• [What to work on]:
Reproduce the nonemployee director stock incentive plan preamble below word for word, in full.
** START OF Source document **
NONEMPLOYEE DIRECTOR
STOCK INCENTIVE PLAN
(As
Amended and Restated Effective April 1, 2007)
WHEREAS, NiSource Inc. (the
“Company”) adopted the NiSource Inc. Nonemployee
Director Stock Incentive Plan (formerly the NIPSCO Industries, Inc.
Nonemployee Director Stock Incentive Plan), effective
February 1, 1992, as last amended effective December 16,
1997 and February 1, 1998 (“Plan”); and
WHEREAS, the Company adopted
the NiSource Inc. Nonemployee Director Restricted Stock Unit Plan
(formerly the NIPSCO Industries, Inc. Nonemployee Director
Restricted Stock Unit Plan) effective January 1, 1999
(“Stock Unit Plan”); and
WHEREAS, pursuant to
Section 9.1 of the Plan and Section 14 of the Stock Unit
Plan, the Company amended the Plan and the Stock Unit Plan in
certain respects, and merged the Stock Unit Plan into the Plan and
restated the merged Plan in a single document, effective
July 1, 2002; and
WHEREAS , the Plan was
amended and restated to reflect changes in the structure of
nonemployee director compensation, effective January 1, 2004;
and
WHEREAS , the Plan was
amended and restated to comply with Internal Revenue Code
Section 409A, and guidance and regulations thereunder, with
respect to Awards granted and/or vested under the Plan from and
after January 1, 2005, and
WHEREAS , pursuant to
Section 9.1 of the Plan, the Company wishes to further amend
and restate the Plan with respect to Awards granted pursuant to
Section 6.4 of the Plan.
** END OF Source document **
** START OF Dataset rows **
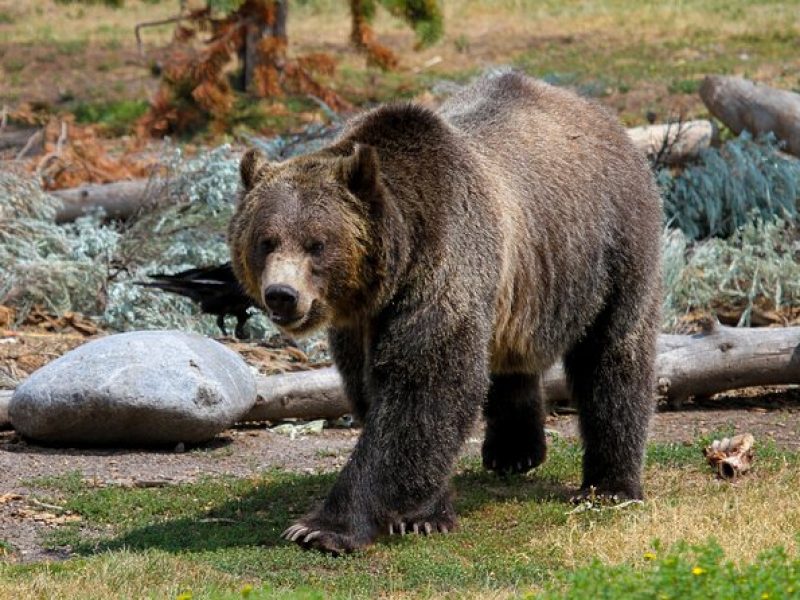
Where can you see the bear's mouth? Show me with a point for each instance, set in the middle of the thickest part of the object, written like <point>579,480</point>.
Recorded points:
<point>303,324</point>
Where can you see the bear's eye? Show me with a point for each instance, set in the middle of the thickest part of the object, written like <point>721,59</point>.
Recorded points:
<point>316,248</point>
<point>267,246</point>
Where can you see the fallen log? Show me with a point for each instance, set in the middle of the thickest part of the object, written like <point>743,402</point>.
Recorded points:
<point>673,143</point>
<point>741,104</point>
<point>119,200</point>
<point>123,199</point>
<point>722,359</point>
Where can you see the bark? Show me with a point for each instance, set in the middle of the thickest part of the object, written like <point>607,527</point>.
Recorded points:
<point>720,360</point>
<point>119,200</point>
<point>250,54</point>
<point>742,104</point>
<point>673,143</point>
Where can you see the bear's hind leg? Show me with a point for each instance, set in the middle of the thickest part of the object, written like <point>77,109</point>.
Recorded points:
<point>611,372</point>
<point>515,440</point>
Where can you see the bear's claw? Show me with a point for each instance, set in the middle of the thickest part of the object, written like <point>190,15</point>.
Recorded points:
<point>418,528</point>
<point>323,540</point>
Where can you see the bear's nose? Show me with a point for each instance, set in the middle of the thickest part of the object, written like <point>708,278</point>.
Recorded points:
<point>281,300</point>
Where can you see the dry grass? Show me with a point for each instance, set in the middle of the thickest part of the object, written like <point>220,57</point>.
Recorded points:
<point>761,512</point>
<point>515,536</point>
<point>152,574</point>
<point>639,55</point>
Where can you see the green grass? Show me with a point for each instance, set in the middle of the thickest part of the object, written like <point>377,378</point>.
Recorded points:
<point>218,536</point>
<point>688,573</point>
** END OF Dataset rows **
• [Exercise answer]:
NONEMPLOYEE DIRECTOR
STOCK INCENTIVE PLAN
(As
Amended and Restated Effective April 1, 2007)
WHEREAS, NiSource Inc. (the
“Company”) adopted the NiSource Inc. Nonemployee
Director Stock Incentive Plan (formerly the NIPSCO Industries, Inc.
Nonemployee Director Stock Incentive Plan), effective
February 1, 1992, as last amended effective December 16,
1997 and February 1, 1998 (“Plan”); and
WHEREAS, the Company adopted
the NiSource Inc. Nonemployee Director Restricted Stock Unit Plan
(formerly the NIPSCO Industries, Inc. Nonemployee Director
Restricted Stock Unit Plan) effective January 1, 1999
(“Stock Unit Plan”); and
WHEREAS, pursuant to
Section 9.1 of the Plan and Section 14 of the Stock Unit
Plan, the Company amended the Plan and the Stock Unit Plan in
certain respects, and merged the Stock Unit Plan into the Plan and
restated the merged Plan in a single document, effective
July 1, 2002; and
WHEREAS , the Plan was
amended and restated to reflect changes in the structure of
nonemployee director compensation, effective January 1, 2004;
and
WHEREAS , the Plan was
amended and restated to comply with Internal Revenue Code
Section 409A, and guidance and regulations thereunder, with
respect to Awards granted and/or vested under the Plan from and
after January 1, 2005, and
WHEREAS , pursuant to
Section 9.1 of the Plan, the Company wishes to further amend
and restate the Plan with respect to Awards granted pursuant to
Section 6.4 of the Plan.